QUESTIONS TO ANSWER:
1. Reproduce word for word the portion of the abstract on SDS and COVID-19 running from "Conclusion: Since no" up to and including "spread of COVID-19.".
2. According to the abstract on SDS and COVID-19, up to what concentration is SDS safe for humans?

PROVIDED PASSAGE:
* * *

Background: Coronavirus disease (COVID-19) has now morphed into the most serious
healthcare challenge that the world has faced in a century. The coronavirus disease (COVID-19)
was declared as a public health emergency of international concern (PHEIC) on January 30, 2020,
and a pandemic on March 11 by the World Health Organization (WHO). The number of cases and
the death toll are rapidly increasing frequently because of its fast transmission from human to human
through droplets, contaminated hands or body, and inanimate surfaces.
Objective: SDS has been found to exhibit broad-spectrum and effective microbicidal and viral inactivation
agents through the denaturation of both envelope and non-envelop proteins
Methods: Viable SARS-COV-2 particles may also be found on contaminated sites such as steel surfaces,
plastic surfaces, stainless steel, cardboard, and glass surfaces that can serve as a source of
virus transmission. We reviewed the available literature about the SARS-CoV-2 persistence on
inanimate surfaces as well as the decontamination strategies of corona and other viruses by using
Sodium dodecyl sulfate (SDS) as well as other cleaning chemicals and disinfectants.
Results: The efficacy of SDS has been amply demonstrated in several studies involving human immunodeficiency
virus (HIV), human papillomavirus (HPV) and herpes simplex virus (HSV). SDS
has also been found as deactivator of SARS-CoV-2. In toxic profile, up to 1% concentration of
SDS is safe for humans and showed no toxic effect if ingested.
Conclusion: Since no specific treatment is available as yet so containment and prevention continue
to be important strategies against COVID-19. In this context, SDS can be an effective chemical disinfectant
to slow and stop the further transmissions and spread of COVID-19.

* * *

EXCERPTED DATA:
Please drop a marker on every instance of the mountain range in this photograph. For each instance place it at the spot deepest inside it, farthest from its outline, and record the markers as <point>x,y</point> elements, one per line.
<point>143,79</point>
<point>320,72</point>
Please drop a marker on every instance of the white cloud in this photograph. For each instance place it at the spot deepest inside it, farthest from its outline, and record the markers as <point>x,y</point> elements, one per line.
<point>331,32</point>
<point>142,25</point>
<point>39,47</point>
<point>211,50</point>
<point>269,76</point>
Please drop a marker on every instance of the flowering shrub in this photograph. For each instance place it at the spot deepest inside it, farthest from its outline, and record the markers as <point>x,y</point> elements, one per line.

* * *

RESPONSES TO THE EXERCISE:
1.
Conclusion: Since no specific treatment is available as yet so containment and prevention continue
to be important strategies against COVID-19. In this context, SDS can be an effective chemical disinfectant
to slow and stop the further transmissions and spread of COVID-19.

2. Up to a 1% concentration.